▸ **WHAT TO WORK ON**
Using the records below, count the lines with "grass" in them. Give the number only.
--- START ---
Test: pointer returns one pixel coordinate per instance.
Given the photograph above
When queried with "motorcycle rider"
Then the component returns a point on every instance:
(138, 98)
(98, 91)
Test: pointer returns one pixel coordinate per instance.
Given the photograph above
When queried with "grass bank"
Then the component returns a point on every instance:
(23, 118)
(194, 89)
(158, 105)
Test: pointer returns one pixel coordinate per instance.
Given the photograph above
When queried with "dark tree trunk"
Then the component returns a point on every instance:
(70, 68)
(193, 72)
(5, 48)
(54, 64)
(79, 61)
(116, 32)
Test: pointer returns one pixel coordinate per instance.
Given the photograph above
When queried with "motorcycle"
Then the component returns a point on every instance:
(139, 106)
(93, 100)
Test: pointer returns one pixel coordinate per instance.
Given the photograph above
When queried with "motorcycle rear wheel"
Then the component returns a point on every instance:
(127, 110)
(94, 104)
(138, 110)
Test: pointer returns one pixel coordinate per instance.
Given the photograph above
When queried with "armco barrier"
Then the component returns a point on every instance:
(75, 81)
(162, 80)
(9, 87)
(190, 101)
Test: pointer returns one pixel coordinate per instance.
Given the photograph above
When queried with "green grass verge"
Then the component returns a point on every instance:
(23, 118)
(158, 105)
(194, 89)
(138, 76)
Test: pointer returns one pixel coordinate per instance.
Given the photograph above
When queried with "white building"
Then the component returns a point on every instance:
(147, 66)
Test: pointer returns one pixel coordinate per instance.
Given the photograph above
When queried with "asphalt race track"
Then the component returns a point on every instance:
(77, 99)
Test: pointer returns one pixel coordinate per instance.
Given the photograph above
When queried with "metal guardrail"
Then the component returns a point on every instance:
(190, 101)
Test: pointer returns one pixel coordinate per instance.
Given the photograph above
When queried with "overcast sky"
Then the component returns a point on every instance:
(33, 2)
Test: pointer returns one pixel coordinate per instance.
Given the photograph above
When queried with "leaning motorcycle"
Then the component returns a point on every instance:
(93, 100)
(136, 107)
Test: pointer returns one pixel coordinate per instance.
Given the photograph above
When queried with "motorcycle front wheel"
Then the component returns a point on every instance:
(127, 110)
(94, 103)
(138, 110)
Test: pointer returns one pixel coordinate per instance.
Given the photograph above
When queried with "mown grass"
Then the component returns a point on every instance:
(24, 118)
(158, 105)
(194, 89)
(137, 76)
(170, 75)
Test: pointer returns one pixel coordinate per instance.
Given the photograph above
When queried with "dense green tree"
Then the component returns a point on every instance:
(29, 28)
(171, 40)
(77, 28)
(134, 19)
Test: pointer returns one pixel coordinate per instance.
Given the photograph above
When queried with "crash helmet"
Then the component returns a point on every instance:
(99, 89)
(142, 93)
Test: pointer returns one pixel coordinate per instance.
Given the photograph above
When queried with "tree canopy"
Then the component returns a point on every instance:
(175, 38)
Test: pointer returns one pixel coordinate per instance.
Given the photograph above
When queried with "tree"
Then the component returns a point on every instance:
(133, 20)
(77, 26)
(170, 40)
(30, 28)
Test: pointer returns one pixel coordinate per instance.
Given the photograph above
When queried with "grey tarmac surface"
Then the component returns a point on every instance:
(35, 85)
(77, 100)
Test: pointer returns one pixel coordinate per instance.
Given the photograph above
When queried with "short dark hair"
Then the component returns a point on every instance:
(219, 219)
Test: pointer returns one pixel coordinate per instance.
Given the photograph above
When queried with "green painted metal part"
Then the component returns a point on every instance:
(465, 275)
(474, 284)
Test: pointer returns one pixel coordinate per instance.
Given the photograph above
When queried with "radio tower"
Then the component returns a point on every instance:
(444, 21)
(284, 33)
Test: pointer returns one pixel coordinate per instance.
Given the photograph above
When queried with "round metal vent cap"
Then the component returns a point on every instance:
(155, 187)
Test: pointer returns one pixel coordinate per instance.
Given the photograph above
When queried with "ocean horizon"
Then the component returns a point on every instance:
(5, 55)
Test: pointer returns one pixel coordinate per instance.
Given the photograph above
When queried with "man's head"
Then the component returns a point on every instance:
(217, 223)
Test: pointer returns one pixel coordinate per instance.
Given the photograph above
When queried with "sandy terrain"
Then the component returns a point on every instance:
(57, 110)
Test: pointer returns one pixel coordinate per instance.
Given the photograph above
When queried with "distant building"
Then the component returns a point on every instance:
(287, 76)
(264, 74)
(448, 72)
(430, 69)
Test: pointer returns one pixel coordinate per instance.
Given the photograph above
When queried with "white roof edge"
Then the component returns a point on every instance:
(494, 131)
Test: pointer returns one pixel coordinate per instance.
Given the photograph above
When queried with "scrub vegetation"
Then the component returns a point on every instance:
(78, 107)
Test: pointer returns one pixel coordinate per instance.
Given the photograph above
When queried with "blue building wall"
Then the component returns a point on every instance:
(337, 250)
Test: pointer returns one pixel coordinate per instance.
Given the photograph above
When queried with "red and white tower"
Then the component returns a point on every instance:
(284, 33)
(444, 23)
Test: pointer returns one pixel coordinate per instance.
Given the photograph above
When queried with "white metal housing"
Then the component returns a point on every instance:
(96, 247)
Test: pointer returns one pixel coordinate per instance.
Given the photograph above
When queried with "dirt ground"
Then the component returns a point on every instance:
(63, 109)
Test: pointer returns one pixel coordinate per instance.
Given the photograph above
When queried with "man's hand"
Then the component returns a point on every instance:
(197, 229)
--- END ---
▸ **THE ANSWER**
3